What needs to be done: Copy out the listing below so that each line matches exactly.

Listed entries:
◇ ◇ ◇ ◇ ◇ ◇ ◇
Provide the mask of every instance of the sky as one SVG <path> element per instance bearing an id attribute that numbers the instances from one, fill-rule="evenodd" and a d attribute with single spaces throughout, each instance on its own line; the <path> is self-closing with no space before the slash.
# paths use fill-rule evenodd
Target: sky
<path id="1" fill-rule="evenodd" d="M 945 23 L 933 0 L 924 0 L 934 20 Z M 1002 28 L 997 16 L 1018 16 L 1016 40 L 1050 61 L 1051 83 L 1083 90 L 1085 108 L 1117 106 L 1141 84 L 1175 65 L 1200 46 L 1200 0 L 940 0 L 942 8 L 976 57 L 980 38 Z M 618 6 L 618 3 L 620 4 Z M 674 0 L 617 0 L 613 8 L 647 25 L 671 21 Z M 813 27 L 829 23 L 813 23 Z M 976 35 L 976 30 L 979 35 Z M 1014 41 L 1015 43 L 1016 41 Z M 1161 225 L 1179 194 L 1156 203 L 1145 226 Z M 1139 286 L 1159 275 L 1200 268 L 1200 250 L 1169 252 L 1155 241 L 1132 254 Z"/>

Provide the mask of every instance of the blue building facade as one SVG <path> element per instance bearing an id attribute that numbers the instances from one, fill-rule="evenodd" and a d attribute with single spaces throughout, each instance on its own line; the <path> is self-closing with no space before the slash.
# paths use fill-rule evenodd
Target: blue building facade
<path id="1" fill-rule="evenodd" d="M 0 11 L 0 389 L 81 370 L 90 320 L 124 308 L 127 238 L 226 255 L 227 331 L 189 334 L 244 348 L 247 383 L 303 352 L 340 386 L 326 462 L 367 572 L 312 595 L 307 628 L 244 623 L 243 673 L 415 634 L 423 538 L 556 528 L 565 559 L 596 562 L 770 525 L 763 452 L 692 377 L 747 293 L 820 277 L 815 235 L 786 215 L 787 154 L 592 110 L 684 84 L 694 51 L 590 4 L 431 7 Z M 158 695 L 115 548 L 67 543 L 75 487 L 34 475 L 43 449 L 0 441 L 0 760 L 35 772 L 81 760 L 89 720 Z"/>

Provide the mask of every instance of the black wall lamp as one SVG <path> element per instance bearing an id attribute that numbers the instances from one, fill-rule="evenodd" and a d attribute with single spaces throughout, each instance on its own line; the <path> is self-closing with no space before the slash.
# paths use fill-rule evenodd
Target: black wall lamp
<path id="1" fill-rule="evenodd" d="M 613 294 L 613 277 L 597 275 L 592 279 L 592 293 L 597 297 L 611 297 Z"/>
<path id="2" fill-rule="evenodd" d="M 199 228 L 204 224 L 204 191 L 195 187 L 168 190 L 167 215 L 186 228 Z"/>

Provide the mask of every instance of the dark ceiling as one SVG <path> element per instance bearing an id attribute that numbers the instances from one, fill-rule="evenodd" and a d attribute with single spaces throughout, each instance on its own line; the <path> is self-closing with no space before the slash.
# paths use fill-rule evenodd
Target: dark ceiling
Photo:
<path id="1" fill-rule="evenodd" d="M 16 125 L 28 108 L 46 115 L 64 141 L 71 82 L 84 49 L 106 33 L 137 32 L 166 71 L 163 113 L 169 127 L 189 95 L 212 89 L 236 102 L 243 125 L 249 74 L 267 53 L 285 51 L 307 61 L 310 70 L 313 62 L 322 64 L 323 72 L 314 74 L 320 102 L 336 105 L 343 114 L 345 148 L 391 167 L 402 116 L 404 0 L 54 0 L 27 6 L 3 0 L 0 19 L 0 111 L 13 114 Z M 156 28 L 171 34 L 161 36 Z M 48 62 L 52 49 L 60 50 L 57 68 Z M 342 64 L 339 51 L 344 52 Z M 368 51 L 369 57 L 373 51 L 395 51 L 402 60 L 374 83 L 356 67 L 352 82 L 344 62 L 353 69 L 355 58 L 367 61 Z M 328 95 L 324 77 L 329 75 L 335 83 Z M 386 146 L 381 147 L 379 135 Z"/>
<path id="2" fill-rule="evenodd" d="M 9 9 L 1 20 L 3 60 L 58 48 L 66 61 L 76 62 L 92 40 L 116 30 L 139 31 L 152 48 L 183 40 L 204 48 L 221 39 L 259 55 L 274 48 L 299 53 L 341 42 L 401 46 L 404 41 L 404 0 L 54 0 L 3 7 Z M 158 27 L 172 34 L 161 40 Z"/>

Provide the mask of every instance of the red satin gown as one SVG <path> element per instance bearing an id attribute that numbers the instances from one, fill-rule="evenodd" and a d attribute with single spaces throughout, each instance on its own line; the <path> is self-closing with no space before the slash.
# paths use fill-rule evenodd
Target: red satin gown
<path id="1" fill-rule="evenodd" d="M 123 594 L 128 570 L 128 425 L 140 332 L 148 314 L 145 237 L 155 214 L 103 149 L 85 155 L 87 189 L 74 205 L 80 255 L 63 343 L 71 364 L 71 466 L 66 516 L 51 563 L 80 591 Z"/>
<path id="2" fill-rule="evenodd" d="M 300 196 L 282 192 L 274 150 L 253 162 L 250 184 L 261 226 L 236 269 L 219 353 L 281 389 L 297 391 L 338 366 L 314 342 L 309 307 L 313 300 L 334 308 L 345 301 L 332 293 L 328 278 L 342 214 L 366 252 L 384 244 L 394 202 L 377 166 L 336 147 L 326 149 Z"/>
◇ ◇ ◇ ◇ ◇ ◇ ◇
Result:
Provide the mask of every instance of the sky as one SVG <path> element per instance bearing an id attribute that numbers the instances from one, fill-rule="evenodd" and a d attribute with single spaces throughout, each instance on its own line; the <path> is self-closing with no space before the slash.
# paths use fill-rule evenodd
Target: sky
<path id="1" fill-rule="evenodd" d="M 945 23 L 933 0 L 924 0 L 934 20 Z M 1002 28 L 997 16 L 1018 16 L 1016 40 L 1050 61 L 1051 83 L 1083 90 L 1085 108 L 1117 106 L 1141 84 L 1175 65 L 1200 46 L 1200 0 L 940 0 L 942 8 L 976 57 L 980 38 Z M 618 6 L 618 3 L 620 4 Z M 674 0 L 617 0 L 613 8 L 647 25 L 671 21 Z M 813 27 L 829 23 L 813 23 Z M 976 35 L 976 30 L 979 35 Z M 1014 41 L 1015 43 L 1016 41 Z M 1161 225 L 1179 194 L 1156 203 L 1145 226 Z M 1139 286 L 1159 275 L 1200 268 L 1200 250 L 1169 252 L 1155 241 L 1132 254 Z"/>

Provide the mask of every instance of the blue building facade as one SVG <path> element per instance bearing an id attribute that numbers the instances from one, fill-rule="evenodd" and a d attribute with single spaces throughout, each instance on its own line; the <path> is self-closing with no space before the slash.
# paths use fill-rule evenodd
Target: blue building facade
<path id="1" fill-rule="evenodd" d="M 0 11 L 0 389 L 81 370 L 90 320 L 124 308 L 127 238 L 226 255 L 227 331 L 189 334 L 244 348 L 247 383 L 303 352 L 340 386 L 326 462 L 367 572 L 312 595 L 307 628 L 244 623 L 243 673 L 415 634 L 423 538 L 556 528 L 565 559 L 596 562 L 770 525 L 763 452 L 692 377 L 747 293 L 820 277 L 815 235 L 786 215 L 787 154 L 592 110 L 684 84 L 694 51 L 590 4 L 431 7 Z M 158 695 L 115 548 L 67 543 L 75 487 L 34 475 L 43 449 L 0 441 L 0 760 L 35 772 L 81 760 L 89 720 Z"/>

Provide the mask of every instance of the black wall lamp as one SVG <path> element per instance bearing an id attribute that numbers the instances from one, fill-rule="evenodd" and a d attribute with single spaces throughout, each instance on its own line; the <path> is self-closing with no space before the slash.
# paths use fill-rule evenodd
Target: black wall lamp
<path id="1" fill-rule="evenodd" d="M 613 294 L 613 277 L 597 275 L 592 279 L 592 293 L 597 297 L 611 297 Z"/>
<path id="2" fill-rule="evenodd" d="M 199 228 L 204 224 L 204 191 L 195 187 L 168 190 L 167 215 L 186 228 Z"/>

Provide the mask of every instance of the dark ceiling as one SVG <path> element per instance bearing an id attribute that numbers the instances from one, fill-rule="evenodd" and a d attribute with single spaces throughout, each instance on its own line; the <path> is self-closing with no space before the slash.
# paths use fill-rule evenodd
Target: dark ceiling
Photo:
<path id="1" fill-rule="evenodd" d="M 16 125 L 28 108 L 46 115 L 64 141 L 71 82 L 84 49 L 106 33 L 137 32 L 166 71 L 163 113 L 169 127 L 189 95 L 212 89 L 236 102 L 243 125 L 249 74 L 267 53 L 285 51 L 307 61 L 310 70 L 313 62 L 322 64 L 323 72 L 314 74 L 320 102 L 336 105 L 343 114 L 345 148 L 391 167 L 402 116 L 404 0 L 54 0 L 27 6 L 3 0 L 0 19 L 0 111 L 13 114 Z M 156 28 L 171 34 L 161 36 Z M 48 62 L 52 49 L 60 50 L 57 68 Z M 342 64 L 339 51 L 344 52 Z M 368 51 L 369 57 L 373 51 L 395 51 L 402 60 L 374 83 L 356 67 L 352 82 L 344 62 L 353 69 L 355 58 L 367 61 Z M 328 95 L 324 77 L 329 75 L 335 83 Z M 386 146 L 381 147 L 379 135 Z"/>
<path id="2" fill-rule="evenodd" d="M 9 9 L 1 20 L 3 60 L 58 48 L 66 61 L 76 62 L 92 40 L 116 30 L 139 31 L 152 48 L 183 40 L 204 48 L 221 39 L 259 55 L 274 48 L 299 53 L 341 42 L 401 46 L 404 41 L 404 0 L 54 0 L 3 7 Z M 158 27 L 172 34 L 161 40 Z"/>

Provide the mask of every instance of the red satin gown as one SVG <path> element per instance bearing an id attribute that numbers the instances from one, fill-rule="evenodd" and a d attribute with single spaces throughout, each instance on its own line; the <path> is self-closing with no space before the slash.
# paths use fill-rule evenodd
Target: red satin gown
<path id="1" fill-rule="evenodd" d="M 123 594 L 128 570 L 128 425 L 140 332 L 148 314 L 145 237 L 155 214 L 103 149 L 85 155 L 87 189 L 74 205 L 80 255 L 63 343 L 71 364 L 71 466 L 66 516 L 51 563 L 80 591 Z"/>
<path id="2" fill-rule="evenodd" d="M 300 196 L 282 192 L 274 150 L 253 162 L 250 184 L 261 226 L 236 269 L 219 353 L 281 389 L 297 391 L 338 366 L 314 342 L 309 307 L 313 300 L 334 308 L 345 301 L 332 293 L 328 278 L 342 214 L 366 252 L 384 244 L 394 202 L 377 166 L 336 147 L 326 149 Z"/>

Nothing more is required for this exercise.